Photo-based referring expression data
+===+
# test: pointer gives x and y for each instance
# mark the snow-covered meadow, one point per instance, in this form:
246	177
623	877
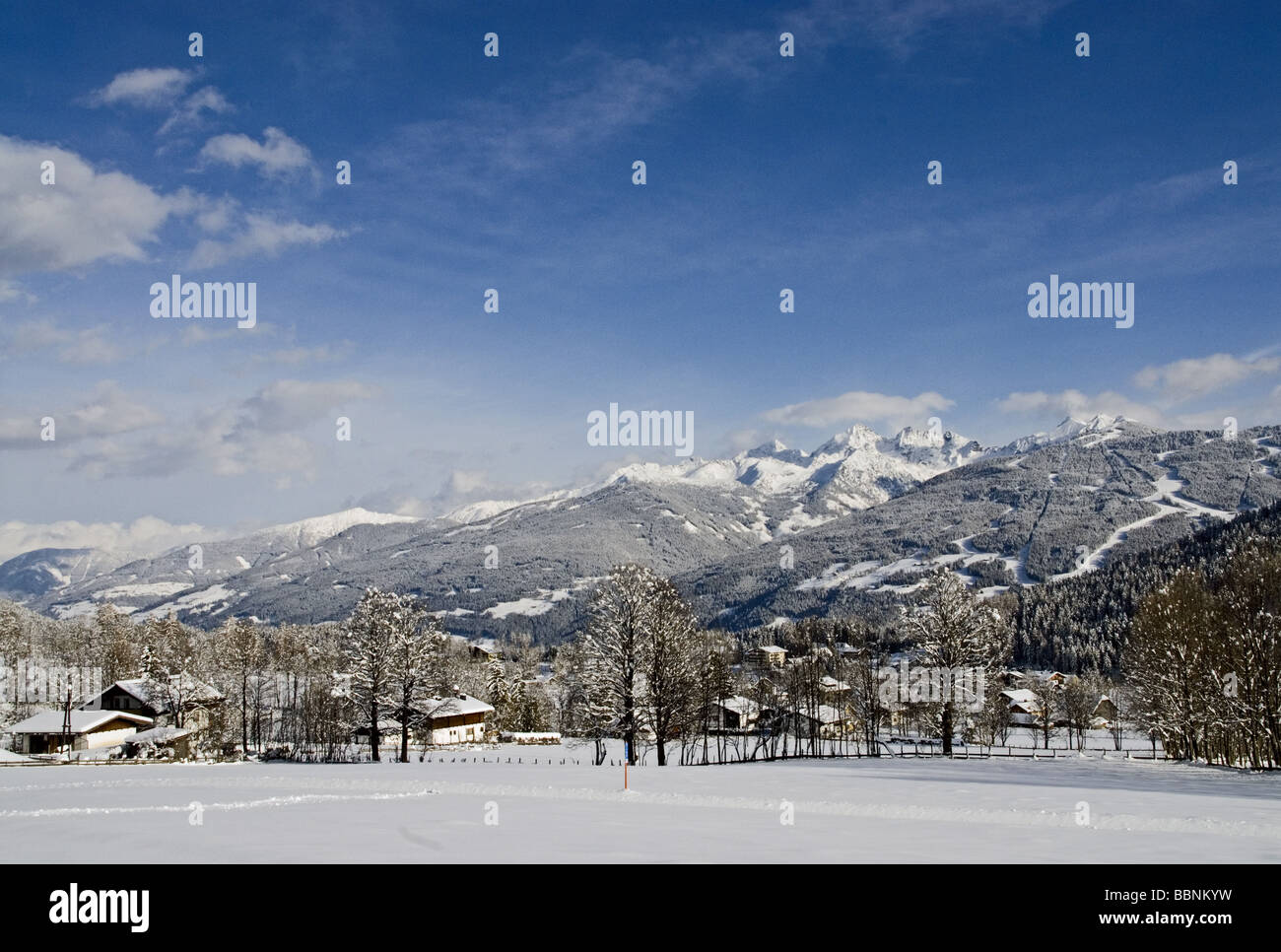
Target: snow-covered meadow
895	810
+===+
WORK TO COMPLETE: Write out the entries again word for word. Do not include the pictures.

EXERCISE RESULT:
# test: pointer gives x and y for each instance
# mark the snow-covered meadow, one point per instance, in this form:
246	177
623	877
Target: snow-covered meadow
895	810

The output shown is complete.